═══ Quoted passage

Eventually, the bitter cold of Austria’s early winter began to thaw. Amidst the winter’s chill, I had discovered Vienna’s many magical coffee culture charms, I had made unforgettable friends, I had learned a few key German phrases, and I had even begun teaching a truly beautiful crowd of yogis at Bali Yoga Vienna (although a 3-hour roundtrip commute to teach a 90-minute class was less than ideal). I understood that I could be semi-content in Austria for another 2.5 years as I quietly chipped away at a dissertation project that was turning out to hold less of my heart than I had originally hoped. But the thaw of my emotions was too little, too late. Being semi-content was simply not enough when I dreamed vividly of throwing myself wholeheartedly into work that was in line with my values and passions. I had decided long ago what I truly wanted, and the universe began to blow the winds of change into motion.
Rather than continue to bite down hard on my tongue as I convinced myself that everything would be bearable with time, I voiced my concerns to my supervisors, and the rest of the puzzle pieces fell haphazardly into place. I finally unabashedly spoke up, inquiring about my own intention to remain in a position where I felt both belittled and disempowered from chasing my dreams. I spoke from my heart, begging to be understood, but students are meant to be publishing, not heard. Without further discussion, in rammed the freight truck, declaring a swift termination in my contract.
There are not often poignant endings to real-life stories, and this tale of truth is no exception. In all honesty, I am scared sleepless about the possibilities that my aspiration to live on a yoga teaching and freelance food writing salary is illogical. I’m frightened of the voices of reason chuckle at the low prestige of my life path compared to pursuit of a doctoral degree. I wince at the supervisor who wrote me off with a sarcastic scoff, “Good luck as a yoga teacher,” as he dropped the termination notice under my nose and waltzed out the door. I’m terrified that these noises will muddy my self-assurance and overpower my agency to pursue the work that I love.

══════

- Work required: Reproduce the whole passage about leaving Austria word for word. Rely on the text alone for this.

═══ Supplied records

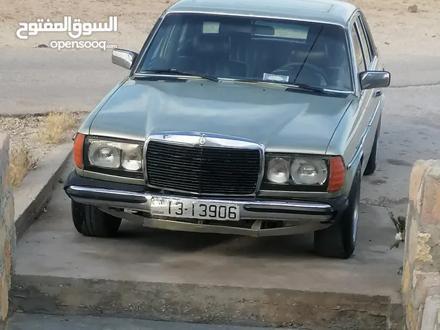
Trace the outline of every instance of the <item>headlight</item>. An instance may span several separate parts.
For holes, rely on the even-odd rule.
[[[267,179],[274,184],[289,182],[289,162],[283,158],[274,158],[267,164]]]
[[[322,185],[327,179],[327,164],[324,160],[294,158],[290,176],[296,184]]]
[[[318,157],[269,157],[266,179],[278,184],[322,186],[327,180],[327,164]]]
[[[139,171],[142,168],[140,144],[88,140],[88,160],[92,166]]]

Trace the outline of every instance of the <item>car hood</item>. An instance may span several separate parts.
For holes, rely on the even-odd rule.
[[[128,80],[89,133],[144,140],[157,132],[210,133],[251,140],[268,151],[323,153],[352,98],[243,82]]]

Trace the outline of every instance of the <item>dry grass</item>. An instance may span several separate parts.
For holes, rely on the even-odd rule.
[[[46,144],[59,144],[65,142],[67,132],[78,126],[77,117],[69,112],[51,112],[46,117],[40,131],[38,140]]]
[[[34,157],[30,148],[19,144],[10,151],[9,162],[11,171],[11,185],[18,187],[30,170],[33,170],[38,160]]]

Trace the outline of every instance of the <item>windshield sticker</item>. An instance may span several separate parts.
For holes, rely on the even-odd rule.
[[[281,76],[280,74],[263,74],[263,80],[276,81],[276,82],[289,82],[289,76]]]

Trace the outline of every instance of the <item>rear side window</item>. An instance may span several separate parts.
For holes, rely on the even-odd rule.
[[[365,65],[365,61],[364,60],[364,55],[362,54],[362,48],[361,47],[361,42],[358,36],[356,28],[354,25],[351,25],[350,29],[351,32],[351,37],[353,38],[353,44],[355,48],[355,56],[356,60],[356,65],[358,66],[358,72],[362,72],[366,70]]]
[[[373,57],[371,56],[370,45],[367,41],[366,38],[365,37],[365,32],[364,31],[364,28],[360,23],[359,18],[358,18],[358,19],[356,20],[356,28],[359,34],[359,36],[360,37],[361,45],[362,47],[364,57],[365,58],[365,64],[366,65],[366,67],[368,68],[370,67],[370,63],[371,63],[371,59],[373,58]]]

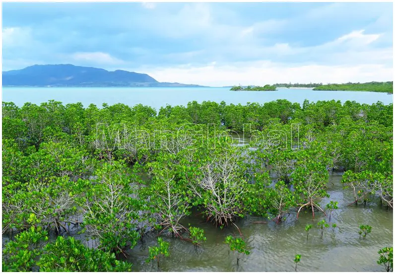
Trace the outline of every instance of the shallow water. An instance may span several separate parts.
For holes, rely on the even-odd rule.
[[[110,92],[109,92],[109,91]],[[110,105],[123,103],[131,106],[142,103],[154,107],[157,110],[167,103],[172,105],[184,105],[193,100],[198,102],[211,100],[229,104],[243,104],[247,102],[264,103],[277,99],[286,99],[302,103],[305,98],[316,101],[324,100],[355,100],[361,103],[371,104],[381,101],[385,104],[393,102],[392,95],[386,93],[347,91],[315,91],[311,89],[279,89],[277,91],[230,91],[228,88],[6,88],[2,89],[2,101],[12,101],[21,106],[26,102],[40,104],[50,99],[64,103],[81,102],[87,107],[90,103],[98,106],[105,102]],[[235,137],[235,136],[234,136]],[[239,145],[247,143],[242,139]],[[248,216],[236,221],[243,233],[243,238],[251,253],[242,256],[239,265],[236,265],[236,255],[228,255],[229,249],[223,243],[228,235],[238,235],[234,227],[221,230],[207,223],[201,215],[194,212],[183,220],[203,228],[207,238],[206,242],[196,249],[190,242],[164,237],[170,242],[169,257],[160,262],[159,270],[163,271],[294,271],[295,255],[302,255],[298,265],[298,271],[383,271],[377,265],[377,251],[385,246],[393,246],[393,211],[380,206],[376,199],[365,206],[348,206],[353,201],[352,192],[342,189],[341,173],[331,174],[328,193],[320,204],[325,206],[329,201],[338,202],[339,209],[332,214],[331,222],[338,227],[334,232],[331,227],[324,232],[323,239],[317,228],[317,223],[323,218],[321,213],[312,220],[311,213],[302,212],[296,220],[296,210],[293,209],[286,220],[279,225],[272,221],[258,217]],[[256,221],[266,223],[254,224]],[[309,239],[306,239],[304,227],[312,223]],[[372,226],[372,232],[365,239],[360,239],[358,231],[361,224]],[[82,240],[90,247],[94,241],[85,241],[84,235],[77,234],[78,229],[71,229],[70,235]],[[3,245],[6,242],[3,237]],[[155,235],[144,236],[132,250],[128,251],[127,258],[133,263],[134,271],[157,271],[156,264],[147,263],[148,247],[156,243]],[[120,257],[120,259],[121,259]]]
[[[393,246],[393,211],[380,206],[376,201],[366,206],[347,205],[352,201],[351,192],[343,190],[340,174],[331,174],[328,193],[330,198],[323,199],[320,204],[325,206],[329,201],[338,202],[339,209],[332,213],[331,223],[338,226],[333,232],[331,227],[327,229],[323,239],[316,224],[326,217],[321,213],[312,219],[311,211],[306,210],[296,220],[296,212],[293,210],[286,220],[279,225],[272,221],[254,216],[247,216],[236,222],[251,253],[241,256],[239,266],[236,255],[231,252],[223,243],[228,235],[238,235],[236,228],[215,228],[206,223],[201,215],[194,212],[184,220],[189,223],[203,228],[207,238],[206,242],[196,250],[190,242],[164,237],[170,242],[170,256],[160,262],[163,271],[294,271],[295,255],[302,255],[298,271],[383,271],[377,265],[377,251],[385,246]],[[265,221],[267,223],[254,224],[256,221]],[[304,227],[312,223],[309,239],[307,239]],[[372,226],[372,232],[366,238],[360,238],[358,233],[360,224]],[[153,235],[145,237],[142,243],[129,251],[128,260],[133,264],[135,271],[157,271],[156,264],[145,263],[148,257],[148,247],[155,244]]]
[[[393,95],[383,92],[312,90],[311,89],[279,88],[275,91],[234,91],[227,87],[142,87],[142,88],[72,88],[72,87],[3,87],[2,101],[13,102],[22,106],[26,102],[37,104],[55,100],[64,104],[81,102],[87,107],[91,103],[101,107],[103,103],[113,105],[122,103],[129,106],[142,104],[159,111],[167,104],[186,106],[194,100],[201,103],[212,101],[227,104],[248,102],[261,104],[280,99],[303,104],[305,99],[319,100],[355,101],[372,104],[380,101],[385,104],[393,102]]]

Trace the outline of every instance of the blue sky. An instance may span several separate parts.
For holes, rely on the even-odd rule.
[[[392,3],[3,3],[2,70],[212,86],[393,80]]]

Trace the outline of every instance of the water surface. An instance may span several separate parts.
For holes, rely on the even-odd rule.
[[[392,94],[366,91],[333,91],[311,89],[278,88],[275,91],[234,91],[224,87],[142,87],[142,88],[50,88],[3,87],[2,101],[13,102],[22,106],[26,102],[40,104],[54,99],[65,104],[81,102],[85,107],[93,103],[101,106],[103,103],[112,105],[122,103],[133,106],[142,104],[159,110],[167,104],[186,106],[196,100],[212,101],[227,104],[245,105],[247,102],[263,103],[286,99],[302,104],[305,99],[310,101],[339,100],[356,101],[372,104],[380,101],[385,104],[393,102]]]

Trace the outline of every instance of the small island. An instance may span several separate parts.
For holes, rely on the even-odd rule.
[[[289,83],[288,84],[287,83],[274,84],[274,85],[276,86],[277,87],[286,87],[287,88],[289,88],[290,87],[311,88],[320,85],[322,85],[322,84],[323,84],[322,83],[310,83],[309,84],[300,84],[299,83],[292,84],[291,83]]]
[[[368,83],[347,83],[329,84],[317,86],[313,90],[347,90],[350,91],[373,91],[393,93],[393,82],[369,82]]]
[[[232,87],[230,90],[236,91],[274,91],[276,90],[276,86],[270,85],[265,85],[263,86],[247,86],[246,87],[243,87],[241,86],[234,86]]]

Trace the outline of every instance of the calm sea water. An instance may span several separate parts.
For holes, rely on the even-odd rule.
[[[212,101],[227,104],[247,102],[260,103],[278,99],[303,103],[305,99],[310,101],[339,100],[356,101],[372,104],[378,101],[388,104],[393,102],[393,95],[364,91],[320,91],[311,89],[278,88],[275,91],[233,91],[225,87],[159,87],[159,88],[49,88],[4,87],[3,101],[13,102],[18,106],[29,102],[40,104],[48,100],[60,101],[64,104],[81,102],[85,107],[93,103],[98,107],[103,103],[112,105],[122,103],[130,106],[142,104],[159,110],[167,104],[186,105],[196,100]]]

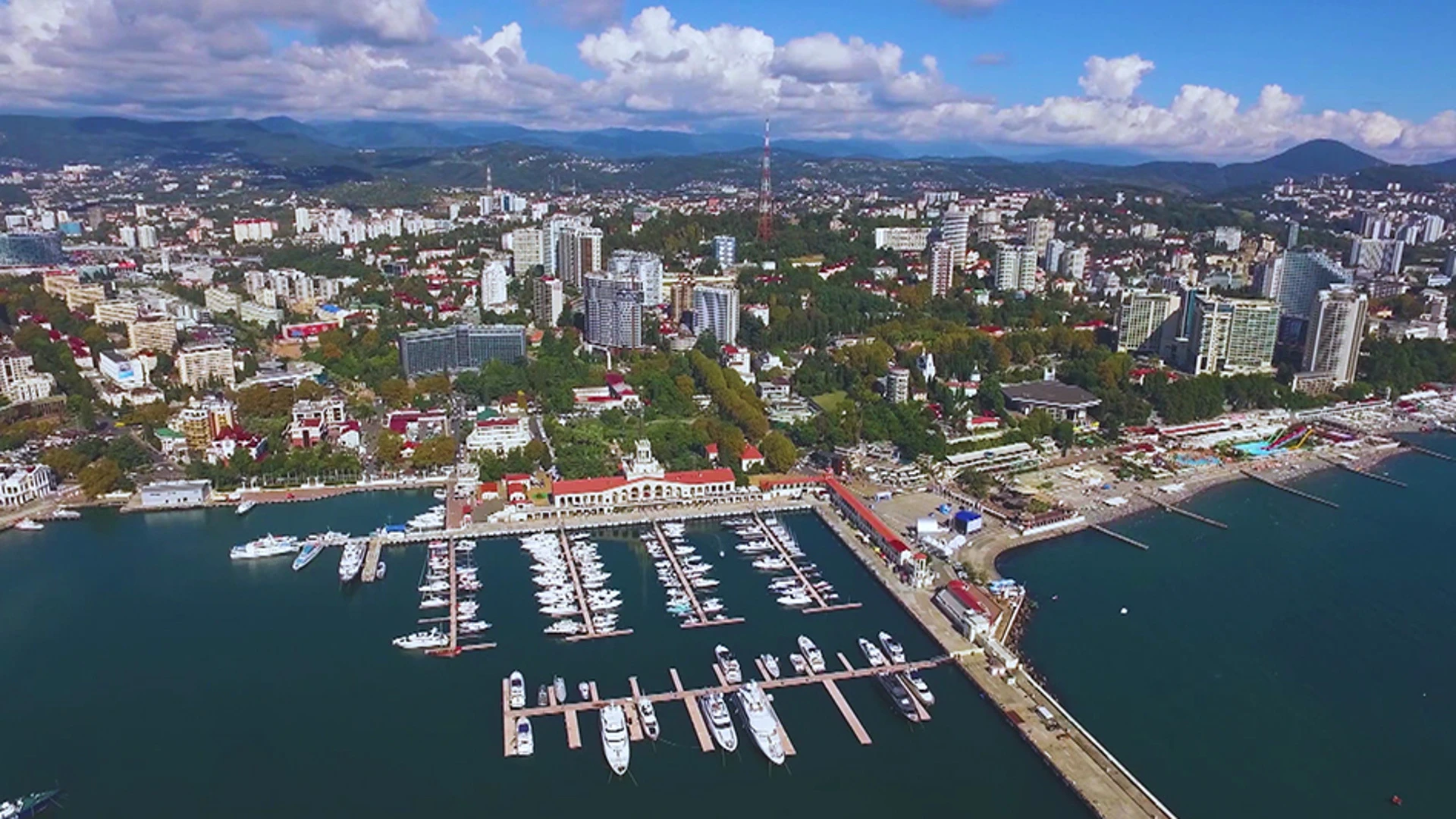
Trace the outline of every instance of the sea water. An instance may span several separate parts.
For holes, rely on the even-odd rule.
[[[961,673],[925,673],[933,718],[891,713],[872,679],[840,683],[872,745],[860,746],[821,686],[775,692],[798,755],[770,768],[751,742],[703,753],[684,707],[658,705],[661,742],[633,743],[628,778],[601,756],[597,718],[566,749],[559,717],[533,720],[536,755],[502,756],[501,679],[527,698],[555,675],[594,679],[603,697],[715,682],[712,648],[745,666],[770,651],[788,667],[807,634],[831,665],[863,659],[856,637],[895,634],[911,659],[927,635],[812,514],[785,522],[846,600],[802,615],[775,603],[769,576],[716,523],[689,528],[713,564],[712,590],[745,622],[681,630],[630,529],[601,532],[601,557],[633,634],[563,643],[540,632],[530,560],[517,539],[480,541],[480,619],[494,650],[454,659],[390,646],[421,628],[421,546],[390,548],[386,580],[339,587],[338,549],[294,573],[291,560],[230,561],[265,533],[364,533],[434,501],[374,493],[232,510],[86,512],[44,532],[0,533],[0,794],[66,788],[66,816],[275,819],[349,816],[662,816],[964,813],[1089,816]],[[722,557],[719,557],[722,552]],[[745,737],[744,737],[745,739]],[[1187,737],[1190,742],[1192,737]]]

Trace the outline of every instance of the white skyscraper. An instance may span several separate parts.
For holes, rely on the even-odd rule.
[[[693,329],[712,332],[722,344],[738,342],[738,290],[732,287],[693,287]]]
[[[718,259],[719,270],[728,270],[738,264],[738,239],[713,236],[713,258]]]
[[[480,271],[480,306],[489,309],[508,302],[505,286],[510,280],[511,274],[505,270],[505,262],[488,262]]]
[[[930,294],[948,296],[951,293],[951,277],[955,274],[955,251],[949,242],[930,243]]]
[[[1367,299],[1350,287],[1321,290],[1305,335],[1305,372],[1329,375],[1332,385],[1356,380]]]
[[[1037,248],[999,245],[996,248],[996,289],[1037,290]]]
[[[607,273],[613,278],[641,283],[642,306],[662,303],[662,256],[645,251],[613,251]]]
[[[965,264],[965,245],[971,239],[971,211],[951,208],[941,217],[941,240],[951,245],[952,265]]]

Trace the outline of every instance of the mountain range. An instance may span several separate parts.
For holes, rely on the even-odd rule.
[[[922,150],[926,146],[919,146]],[[1125,152],[1059,152],[1012,160],[976,146],[961,154],[909,156],[874,140],[778,140],[779,184],[812,178],[846,185],[910,188],[1125,185],[1195,195],[1264,188],[1283,179],[1353,176],[1423,189],[1456,181],[1456,159],[1395,165],[1334,140],[1313,140],[1258,162],[1136,162]],[[964,152],[973,154],[967,156]],[[0,169],[63,163],[166,166],[236,163],[282,185],[402,181],[479,187],[485,168],[502,187],[524,189],[676,189],[754,187],[761,136],[678,131],[549,131],[482,122],[300,122],[266,119],[141,121],[118,117],[0,115]],[[1105,157],[1104,162],[1086,159]],[[1079,160],[1080,157],[1080,160]]]

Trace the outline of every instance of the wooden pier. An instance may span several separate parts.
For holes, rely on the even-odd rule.
[[[1092,526],[1088,526],[1088,529],[1092,529],[1093,532],[1101,532],[1102,535],[1107,535],[1108,538],[1112,538],[1114,541],[1123,541],[1124,544],[1127,544],[1130,546],[1137,546],[1137,548],[1140,548],[1143,551],[1147,551],[1147,544],[1143,544],[1140,541],[1134,541],[1134,539],[1128,538],[1127,535],[1123,535],[1121,532],[1114,532],[1114,530],[1108,529],[1107,526],[1098,526],[1096,523],[1093,523]]]
[[[1405,449],[1409,449],[1411,452],[1420,452],[1421,455],[1430,455],[1431,458],[1439,458],[1441,461],[1456,461],[1456,458],[1452,458],[1450,455],[1446,455],[1444,452],[1436,452],[1434,449],[1425,449],[1424,446],[1417,446],[1417,444],[1409,443],[1409,442],[1404,442],[1402,440],[1401,446],[1404,446]]]
[[[1332,501],[1332,500],[1326,500],[1326,498],[1322,498],[1319,495],[1312,495],[1312,494],[1309,494],[1309,493],[1306,493],[1303,490],[1296,490],[1294,487],[1281,484],[1278,481],[1271,481],[1271,479],[1265,478],[1264,475],[1259,475],[1259,474],[1255,474],[1255,472],[1249,472],[1248,469],[1239,469],[1239,472],[1243,472],[1243,475],[1246,478],[1254,478],[1255,481],[1258,481],[1261,484],[1267,484],[1270,487],[1274,487],[1275,490],[1284,490],[1286,493],[1289,493],[1291,495],[1297,495],[1297,497],[1302,497],[1305,500],[1312,500],[1315,503],[1322,503],[1322,504],[1325,504],[1325,506],[1328,506],[1331,509],[1340,509],[1340,504],[1335,503],[1335,501]]]
[[[1204,516],[1198,514],[1197,512],[1188,512],[1187,509],[1182,509],[1181,506],[1174,506],[1174,504],[1171,504],[1171,503],[1168,503],[1165,500],[1159,500],[1159,498],[1156,498],[1153,495],[1144,494],[1143,497],[1146,497],[1147,500],[1150,500],[1150,501],[1156,503],[1158,506],[1163,507],[1163,512],[1172,512],[1174,514],[1182,514],[1184,517],[1188,517],[1190,520],[1197,520],[1198,523],[1207,523],[1208,526],[1213,526],[1214,529],[1227,529],[1229,528],[1229,525],[1224,523],[1224,522],[1222,522],[1222,520],[1214,520],[1211,517],[1204,517]]]
[[[566,561],[566,573],[571,574],[571,586],[577,590],[577,606],[581,609],[581,619],[587,625],[585,634],[572,634],[571,637],[566,637],[566,643],[632,634],[630,628],[619,628],[616,631],[601,631],[597,628],[596,615],[593,615],[591,606],[587,602],[587,590],[581,584],[581,570],[577,568],[577,555],[571,554],[571,538],[566,536],[566,528],[558,526],[556,535],[561,538],[561,554],[562,560]]]
[[[1374,479],[1374,481],[1380,481],[1382,484],[1390,484],[1392,487],[1401,487],[1402,490],[1406,488],[1405,481],[1396,481],[1395,478],[1390,478],[1389,475],[1376,475],[1374,472],[1366,472],[1364,469],[1360,469],[1360,468],[1353,466],[1350,463],[1344,463],[1344,462],[1340,462],[1340,461],[1329,461],[1328,458],[1325,459],[1325,463],[1332,463],[1335,466],[1340,466],[1345,472],[1354,472],[1356,475],[1360,475],[1360,477],[1364,477],[1364,478],[1370,478],[1370,479]]]
[[[692,579],[683,571],[683,563],[677,560],[677,552],[673,551],[673,544],[668,542],[667,533],[662,532],[661,523],[652,522],[652,533],[657,536],[658,545],[662,546],[662,554],[667,555],[667,561],[673,564],[673,574],[677,576],[677,581],[683,587],[683,593],[687,595],[687,602],[693,606],[693,621],[684,622],[680,628],[702,628],[706,625],[732,625],[735,622],[743,622],[741,616],[724,616],[718,619],[708,619],[708,614],[703,611],[703,603],[697,600],[697,589],[693,589]]]
[[[703,713],[697,710],[697,697],[683,691],[683,681],[677,676],[677,669],[667,669],[667,673],[673,678],[673,688],[683,698],[683,704],[687,705],[687,720],[693,723],[693,733],[697,734],[697,746],[703,749],[703,753],[713,752],[713,737],[708,733],[708,726],[703,724]]]
[[[379,574],[379,555],[384,551],[384,536],[379,532],[370,535],[368,548],[364,551],[364,568],[360,568],[360,583],[373,583]]]
[[[770,544],[773,544],[775,549],[778,549],[779,557],[782,557],[783,561],[789,564],[789,568],[794,571],[794,576],[799,579],[799,583],[804,586],[804,590],[808,593],[808,596],[814,597],[812,606],[801,609],[804,614],[837,612],[844,609],[858,609],[860,606],[860,603],[830,603],[828,600],[826,600],[824,595],[821,595],[820,590],[814,587],[814,583],[810,581],[808,576],[804,574],[804,570],[799,568],[799,561],[794,560],[794,555],[789,554],[788,546],[785,546],[783,542],[779,539],[779,536],[773,532],[773,528],[764,523],[763,516],[760,516],[757,510],[754,510],[753,513],[753,520],[754,523],[759,525],[759,530],[763,532],[763,536],[767,538]]]
[[[779,688],[792,688],[792,686],[798,686],[798,685],[823,685],[824,691],[828,692],[830,700],[834,701],[834,705],[839,708],[839,713],[844,717],[844,723],[849,724],[850,732],[853,732],[855,737],[859,740],[860,745],[869,745],[871,743],[869,732],[865,730],[865,726],[859,721],[859,717],[855,714],[853,708],[850,708],[849,701],[844,700],[844,694],[839,689],[839,682],[846,681],[846,679],[872,678],[872,676],[877,676],[877,675],[881,675],[881,673],[904,673],[904,672],[909,672],[909,670],[920,670],[920,669],[933,667],[933,666],[938,666],[941,663],[945,663],[945,662],[951,660],[949,656],[942,656],[942,657],[935,657],[935,659],[930,659],[930,660],[922,660],[922,662],[916,662],[916,663],[897,663],[897,665],[891,665],[891,666],[878,666],[878,667],[856,669],[856,667],[853,667],[853,666],[849,665],[849,660],[844,659],[843,654],[840,654],[839,659],[840,659],[840,663],[843,663],[844,670],[834,670],[834,672],[824,672],[824,673],[807,673],[807,675],[802,675],[802,676],[798,676],[798,675],[795,675],[795,676],[780,676],[779,679],[767,679],[767,673],[764,673],[766,679],[760,681],[759,685],[764,691],[775,691],[775,689],[779,689]],[[761,665],[760,665],[760,670],[766,672],[766,669],[763,669]],[[632,678],[628,678],[628,685],[632,688],[632,697],[630,698],[610,698],[610,700],[603,700],[603,698],[600,698],[597,695],[596,683],[593,683],[591,700],[590,701],[584,701],[584,702],[558,702],[556,701],[556,694],[555,694],[555,691],[552,691],[547,695],[547,702],[549,702],[547,705],[530,705],[530,707],[526,707],[526,708],[511,708],[510,707],[510,694],[511,694],[510,679],[501,681],[501,718],[507,724],[507,729],[505,729],[505,743],[507,743],[505,745],[505,749],[507,749],[505,755],[510,756],[513,753],[513,751],[511,751],[511,742],[514,740],[514,736],[511,734],[511,730],[515,726],[515,718],[517,717],[553,717],[553,716],[565,717],[565,721],[566,721],[566,746],[575,749],[575,748],[581,748],[581,729],[579,729],[579,724],[578,724],[578,716],[579,716],[581,711],[598,711],[598,710],[601,710],[603,705],[614,702],[614,704],[622,705],[623,710],[628,710],[630,714],[636,716],[638,721],[639,721],[641,717],[636,714],[636,702],[639,700],[646,700],[646,701],[652,702],[654,705],[658,704],[658,702],[673,702],[673,701],[681,702],[683,707],[687,708],[687,718],[693,724],[693,733],[697,736],[697,746],[705,753],[711,753],[716,748],[716,745],[713,745],[713,736],[708,730],[708,723],[703,718],[702,710],[697,705],[699,700],[702,697],[709,695],[709,694],[725,694],[725,695],[727,694],[732,694],[732,692],[738,691],[740,688],[743,688],[743,685],[728,685],[728,683],[724,683],[724,685],[716,685],[716,686],[692,688],[692,689],[689,689],[689,688],[683,688],[683,681],[678,678],[677,669],[668,669],[667,673],[673,679],[673,691],[665,691],[665,692],[661,692],[661,694],[642,694],[642,689],[638,686],[636,678],[632,676]],[[719,681],[719,682],[722,682],[722,681]],[[770,708],[772,708],[772,697],[770,697]],[[632,717],[629,717],[629,720],[630,718]],[[926,713],[922,718],[927,720],[929,718],[929,713]],[[789,740],[788,732],[783,729],[783,721],[779,720],[779,716],[778,716],[776,710],[775,710],[775,720],[779,721],[779,736],[780,736],[780,739],[785,743],[785,746],[783,746],[785,748],[785,753],[795,753],[794,743]],[[641,726],[639,726],[639,729],[641,729]],[[629,727],[629,732],[630,732],[630,727]],[[633,739],[639,739],[639,737],[641,736],[633,734]]]

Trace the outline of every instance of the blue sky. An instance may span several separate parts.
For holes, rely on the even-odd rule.
[[[1456,156],[1452,31],[1434,1],[0,0],[0,99],[1430,160]]]

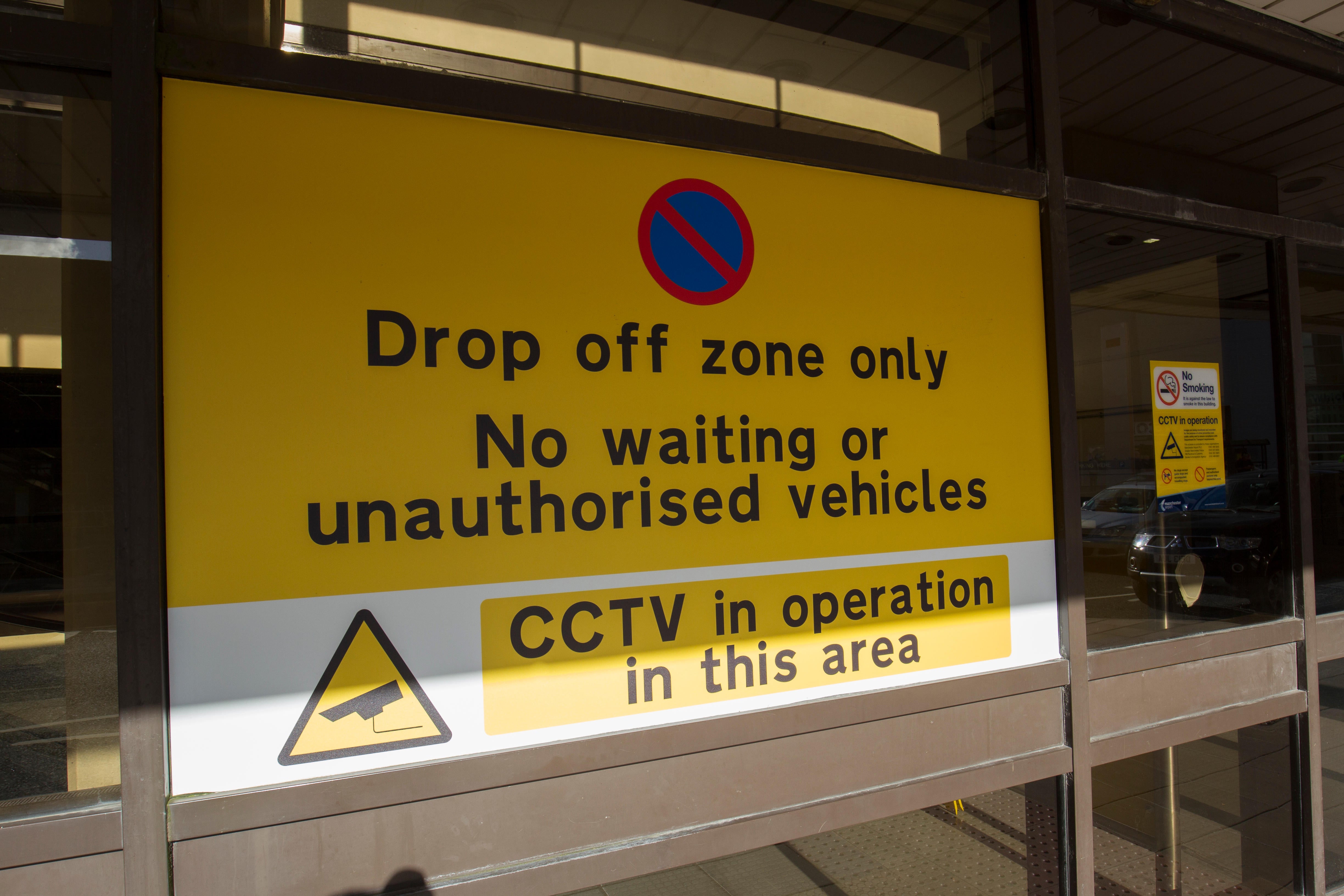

══════

- Reply:
Eventually, the bitter cold of Austria’s early winter began to thaw. Amidst the winter’s chill, I had discovered Vienna’s many magical coffee culture charms, I had made unforgettable friends, I had learned a few key German phrases, and I had even begun teaching a truly beautiful crowd of yogis at Bali Yoga Vienna (although a 3-hour roundtrip commute to teach a 90-minute class was less than ideal). I understood that I could be semi-content in Austria for another 2.5 years as I quietly chipped away at a dissertation project that was turning out to hold less of my heart than I had originally hoped. But the thaw of my emotions was too little, too late. Being semi-content was simply not enough when I dreamed vividly of throwing myself wholeheartedly into work that was in line with my values and passions. I had decided long ago what I truly wanted, and the universe began to blow the winds of change into motion.
Rather than continue to bite down hard on my tongue as I convinced myself that everything would be bearable with time, I voiced my concerns to my supervisors, and the rest of the puzzle pieces fell haphazardly into place. I finally unabashedly spoke up, inquiring about my own intention to remain in a position where I felt both belittled and disempowered from chasing my dreams. I spoke from my heart, begging to be understood, but students are meant to be publishing, not heard. Without further discussion, in rammed the freight truck, declaring a swift termination in my contract.
There are not often poignant endings to real-life stories, and this tale of truth is no exception. In all honesty, I am scared sleepless about the possibilities that my aspiration to live on a yoga teaching and freelance food writing salary is illogical. I’m frightened of the voices of reason chuckle at the low prestige of my life path compared to pursuit of a doctoral degree. I wince at the supervisor who wrote me off with a sarcastic scoff, “Good luck as a yoga teacher,” as he dropped the termination notice under my nose and waltzed out the door. I’m terrified that these noises will muddy my self-assurance and overpower my agency to pursue the work that I love.